### The task
Give as output the line that contains "Would you kindly pick out the yellow-green", followed by every remaining line of the entries, unchanged and with nothing added.

(Lines of data)

------------------------------

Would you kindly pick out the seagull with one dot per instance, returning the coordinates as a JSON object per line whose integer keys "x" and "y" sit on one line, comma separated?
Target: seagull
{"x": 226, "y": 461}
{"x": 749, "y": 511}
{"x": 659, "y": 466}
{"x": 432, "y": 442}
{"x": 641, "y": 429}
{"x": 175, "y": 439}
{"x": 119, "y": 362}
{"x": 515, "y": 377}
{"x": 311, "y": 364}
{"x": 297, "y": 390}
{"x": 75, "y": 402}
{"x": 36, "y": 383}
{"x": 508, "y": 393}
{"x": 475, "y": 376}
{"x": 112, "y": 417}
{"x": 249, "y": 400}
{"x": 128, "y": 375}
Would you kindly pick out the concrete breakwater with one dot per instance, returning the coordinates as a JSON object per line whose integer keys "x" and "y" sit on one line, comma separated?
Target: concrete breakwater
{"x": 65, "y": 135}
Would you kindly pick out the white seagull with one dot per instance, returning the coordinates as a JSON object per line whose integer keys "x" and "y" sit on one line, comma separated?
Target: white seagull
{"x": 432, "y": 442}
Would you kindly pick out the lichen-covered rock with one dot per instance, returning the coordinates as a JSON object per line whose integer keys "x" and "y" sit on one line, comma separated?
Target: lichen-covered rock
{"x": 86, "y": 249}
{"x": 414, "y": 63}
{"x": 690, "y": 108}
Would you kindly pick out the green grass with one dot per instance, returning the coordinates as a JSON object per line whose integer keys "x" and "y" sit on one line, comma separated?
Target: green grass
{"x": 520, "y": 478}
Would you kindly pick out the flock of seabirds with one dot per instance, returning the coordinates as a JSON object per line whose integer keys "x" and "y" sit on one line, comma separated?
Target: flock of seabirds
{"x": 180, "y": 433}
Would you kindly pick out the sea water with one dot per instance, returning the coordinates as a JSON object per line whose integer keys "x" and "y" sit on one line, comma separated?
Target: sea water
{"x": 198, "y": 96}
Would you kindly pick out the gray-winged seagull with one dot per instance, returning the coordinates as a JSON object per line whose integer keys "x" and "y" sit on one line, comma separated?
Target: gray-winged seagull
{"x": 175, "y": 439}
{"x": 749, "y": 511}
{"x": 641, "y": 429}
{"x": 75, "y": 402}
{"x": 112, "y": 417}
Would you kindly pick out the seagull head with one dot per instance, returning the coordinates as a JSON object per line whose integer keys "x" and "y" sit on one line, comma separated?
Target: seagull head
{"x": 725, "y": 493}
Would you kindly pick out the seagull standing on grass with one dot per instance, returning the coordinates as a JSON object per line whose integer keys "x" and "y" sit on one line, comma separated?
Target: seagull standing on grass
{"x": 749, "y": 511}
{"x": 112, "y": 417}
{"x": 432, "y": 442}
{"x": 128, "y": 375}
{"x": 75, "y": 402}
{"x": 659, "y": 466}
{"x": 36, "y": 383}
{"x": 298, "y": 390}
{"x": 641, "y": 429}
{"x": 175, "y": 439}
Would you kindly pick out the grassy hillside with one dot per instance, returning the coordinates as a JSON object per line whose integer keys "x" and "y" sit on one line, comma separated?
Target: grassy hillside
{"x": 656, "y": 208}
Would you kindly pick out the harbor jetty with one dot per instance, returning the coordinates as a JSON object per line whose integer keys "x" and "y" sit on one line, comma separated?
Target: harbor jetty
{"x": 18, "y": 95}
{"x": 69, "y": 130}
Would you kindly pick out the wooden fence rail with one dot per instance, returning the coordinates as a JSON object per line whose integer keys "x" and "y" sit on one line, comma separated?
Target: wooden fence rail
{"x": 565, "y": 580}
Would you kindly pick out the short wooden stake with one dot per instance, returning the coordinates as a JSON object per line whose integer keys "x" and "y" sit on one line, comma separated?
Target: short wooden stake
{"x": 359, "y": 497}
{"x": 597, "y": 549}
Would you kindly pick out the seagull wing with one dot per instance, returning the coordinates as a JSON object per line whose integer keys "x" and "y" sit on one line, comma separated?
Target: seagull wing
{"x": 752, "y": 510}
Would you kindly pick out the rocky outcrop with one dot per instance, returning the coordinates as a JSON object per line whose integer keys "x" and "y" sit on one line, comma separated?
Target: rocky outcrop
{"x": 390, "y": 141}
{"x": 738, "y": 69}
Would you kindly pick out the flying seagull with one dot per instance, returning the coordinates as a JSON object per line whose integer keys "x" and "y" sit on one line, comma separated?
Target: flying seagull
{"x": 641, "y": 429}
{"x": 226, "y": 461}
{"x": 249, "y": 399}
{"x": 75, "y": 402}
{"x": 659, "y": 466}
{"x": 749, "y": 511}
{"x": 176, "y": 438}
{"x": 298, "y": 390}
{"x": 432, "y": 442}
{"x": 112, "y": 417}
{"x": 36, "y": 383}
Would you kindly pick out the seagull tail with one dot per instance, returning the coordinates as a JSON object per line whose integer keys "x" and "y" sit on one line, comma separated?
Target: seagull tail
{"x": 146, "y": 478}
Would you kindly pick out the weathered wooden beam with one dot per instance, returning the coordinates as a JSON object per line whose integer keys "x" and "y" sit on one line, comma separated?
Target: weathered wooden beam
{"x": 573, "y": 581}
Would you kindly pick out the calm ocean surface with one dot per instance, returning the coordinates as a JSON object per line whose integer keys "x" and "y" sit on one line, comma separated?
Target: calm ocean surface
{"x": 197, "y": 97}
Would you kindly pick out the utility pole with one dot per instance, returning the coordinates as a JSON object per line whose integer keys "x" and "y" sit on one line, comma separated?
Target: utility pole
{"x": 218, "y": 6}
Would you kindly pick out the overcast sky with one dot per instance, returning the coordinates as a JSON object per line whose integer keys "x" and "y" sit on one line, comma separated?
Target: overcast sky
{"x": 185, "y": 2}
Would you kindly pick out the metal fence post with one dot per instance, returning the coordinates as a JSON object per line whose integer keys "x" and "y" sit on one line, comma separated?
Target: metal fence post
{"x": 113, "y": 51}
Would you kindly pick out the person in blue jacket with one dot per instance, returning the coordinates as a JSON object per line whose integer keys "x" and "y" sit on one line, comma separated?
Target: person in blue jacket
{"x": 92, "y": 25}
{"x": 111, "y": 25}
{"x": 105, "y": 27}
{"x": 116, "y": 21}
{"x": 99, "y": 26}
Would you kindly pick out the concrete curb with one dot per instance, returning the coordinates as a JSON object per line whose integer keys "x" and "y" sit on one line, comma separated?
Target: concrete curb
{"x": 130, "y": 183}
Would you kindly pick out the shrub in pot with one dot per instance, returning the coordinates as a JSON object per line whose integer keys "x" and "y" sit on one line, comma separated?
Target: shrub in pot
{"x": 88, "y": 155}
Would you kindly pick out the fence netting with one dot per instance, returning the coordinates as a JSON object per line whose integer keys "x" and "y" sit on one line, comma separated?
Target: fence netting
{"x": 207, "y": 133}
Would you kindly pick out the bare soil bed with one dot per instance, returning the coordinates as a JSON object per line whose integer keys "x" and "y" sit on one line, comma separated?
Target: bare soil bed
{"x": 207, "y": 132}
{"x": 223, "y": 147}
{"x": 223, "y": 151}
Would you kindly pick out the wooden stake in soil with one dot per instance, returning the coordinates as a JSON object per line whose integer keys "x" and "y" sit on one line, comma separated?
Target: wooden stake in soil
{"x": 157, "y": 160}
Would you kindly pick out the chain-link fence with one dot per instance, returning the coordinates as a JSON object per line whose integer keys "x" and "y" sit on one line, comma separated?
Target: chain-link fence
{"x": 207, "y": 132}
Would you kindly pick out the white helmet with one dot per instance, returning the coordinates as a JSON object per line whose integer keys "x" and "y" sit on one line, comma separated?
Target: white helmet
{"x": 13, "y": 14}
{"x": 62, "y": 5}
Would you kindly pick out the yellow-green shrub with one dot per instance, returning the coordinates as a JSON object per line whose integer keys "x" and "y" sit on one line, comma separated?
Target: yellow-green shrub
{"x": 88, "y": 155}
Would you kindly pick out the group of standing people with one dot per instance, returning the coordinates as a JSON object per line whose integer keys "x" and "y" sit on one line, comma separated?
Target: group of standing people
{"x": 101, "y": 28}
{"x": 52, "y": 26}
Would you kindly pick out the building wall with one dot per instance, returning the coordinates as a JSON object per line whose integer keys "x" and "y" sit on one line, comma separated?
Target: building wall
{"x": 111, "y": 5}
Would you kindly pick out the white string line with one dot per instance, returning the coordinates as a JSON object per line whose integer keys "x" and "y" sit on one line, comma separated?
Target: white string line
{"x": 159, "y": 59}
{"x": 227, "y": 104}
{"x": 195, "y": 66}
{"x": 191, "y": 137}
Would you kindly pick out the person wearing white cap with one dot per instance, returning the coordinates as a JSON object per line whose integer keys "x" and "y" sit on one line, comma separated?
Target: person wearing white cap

------------------------------

### Exercise output
Would you kindly pick out the yellow-green shrub with one dot per instance, returning the coordinates as a JSON object per line whose integer keys "x" and "y" sit on one line, comma separated?
Target: yellow-green shrub
{"x": 88, "y": 155}
Would you kindly pick out the group of standing people with one dot per instance, returning the coordinates as a JSON object per line whose integer keys "x" and "y" sit on one line, comma separated?
Target: group of standing people
{"x": 101, "y": 28}
{"x": 52, "y": 26}
Would you kindly pick out the building wall with one dot per instance, returning the coordinates as a JSON object per line whose integer keys "x" and "y" sit on one line, comma separated?
Target: building wall
{"x": 111, "y": 5}
Would you kindly pick out the white string line with one dot per instance, returning the coordinates as a JSON object per line whose integer keys "x" and "y" sit on one line, comma separated?
Target: white string line
{"x": 159, "y": 59}
{"x": 227, "y": 104}
{"x": 195, "y": 66}
{"x": 191, "y": 137}
Would you kindly pick out the person wearing white cap with one dot per instance, returning the coordinates as a JSON object per line whose integer keys "x" and "y" sit on one line, comma separated?
Target: person wearing white cap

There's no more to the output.